▶ **ASSIGNED TASK**: In the data below, work out how many lines include the string "white". Only the number should be given.

Collection entries
::::::

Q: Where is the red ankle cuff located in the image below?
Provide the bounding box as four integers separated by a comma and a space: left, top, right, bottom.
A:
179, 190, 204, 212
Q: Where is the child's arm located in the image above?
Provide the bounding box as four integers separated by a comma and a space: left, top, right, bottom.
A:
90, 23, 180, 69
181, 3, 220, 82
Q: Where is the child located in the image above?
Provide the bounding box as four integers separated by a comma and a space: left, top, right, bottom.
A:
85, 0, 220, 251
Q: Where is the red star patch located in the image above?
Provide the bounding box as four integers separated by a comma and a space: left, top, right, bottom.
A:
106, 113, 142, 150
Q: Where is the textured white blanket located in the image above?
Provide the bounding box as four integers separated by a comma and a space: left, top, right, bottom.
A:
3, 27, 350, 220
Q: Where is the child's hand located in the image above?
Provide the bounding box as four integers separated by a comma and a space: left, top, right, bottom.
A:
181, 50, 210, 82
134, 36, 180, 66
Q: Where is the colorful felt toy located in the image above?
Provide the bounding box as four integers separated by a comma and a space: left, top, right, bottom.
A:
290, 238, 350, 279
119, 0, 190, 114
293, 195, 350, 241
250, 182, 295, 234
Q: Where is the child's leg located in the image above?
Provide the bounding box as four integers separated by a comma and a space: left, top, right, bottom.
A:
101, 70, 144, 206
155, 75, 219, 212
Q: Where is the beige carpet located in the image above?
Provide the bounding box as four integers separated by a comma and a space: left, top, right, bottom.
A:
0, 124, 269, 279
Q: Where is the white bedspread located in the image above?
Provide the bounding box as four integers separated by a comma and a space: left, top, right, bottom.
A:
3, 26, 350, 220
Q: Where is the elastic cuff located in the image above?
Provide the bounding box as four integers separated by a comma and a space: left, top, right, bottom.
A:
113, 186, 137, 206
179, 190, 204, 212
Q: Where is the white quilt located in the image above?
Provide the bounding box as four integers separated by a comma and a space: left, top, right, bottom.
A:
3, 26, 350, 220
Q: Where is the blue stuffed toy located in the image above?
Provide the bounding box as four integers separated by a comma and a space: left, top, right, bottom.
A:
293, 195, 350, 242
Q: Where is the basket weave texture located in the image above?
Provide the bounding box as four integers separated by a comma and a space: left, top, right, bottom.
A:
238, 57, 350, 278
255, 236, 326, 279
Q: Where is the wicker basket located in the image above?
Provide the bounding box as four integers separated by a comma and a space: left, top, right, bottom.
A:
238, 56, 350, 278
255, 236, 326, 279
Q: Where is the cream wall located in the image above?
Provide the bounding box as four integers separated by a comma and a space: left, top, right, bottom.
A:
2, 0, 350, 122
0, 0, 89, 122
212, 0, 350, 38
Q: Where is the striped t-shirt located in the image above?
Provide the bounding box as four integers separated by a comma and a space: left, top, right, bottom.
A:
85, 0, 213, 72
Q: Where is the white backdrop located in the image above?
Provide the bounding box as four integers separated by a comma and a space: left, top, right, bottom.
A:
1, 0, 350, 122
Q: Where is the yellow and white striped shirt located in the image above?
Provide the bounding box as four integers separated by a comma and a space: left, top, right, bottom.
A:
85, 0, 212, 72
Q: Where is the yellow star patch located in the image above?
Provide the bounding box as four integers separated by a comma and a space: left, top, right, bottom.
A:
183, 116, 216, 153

::::::

▶ **THE COMPLETED TASK**: 5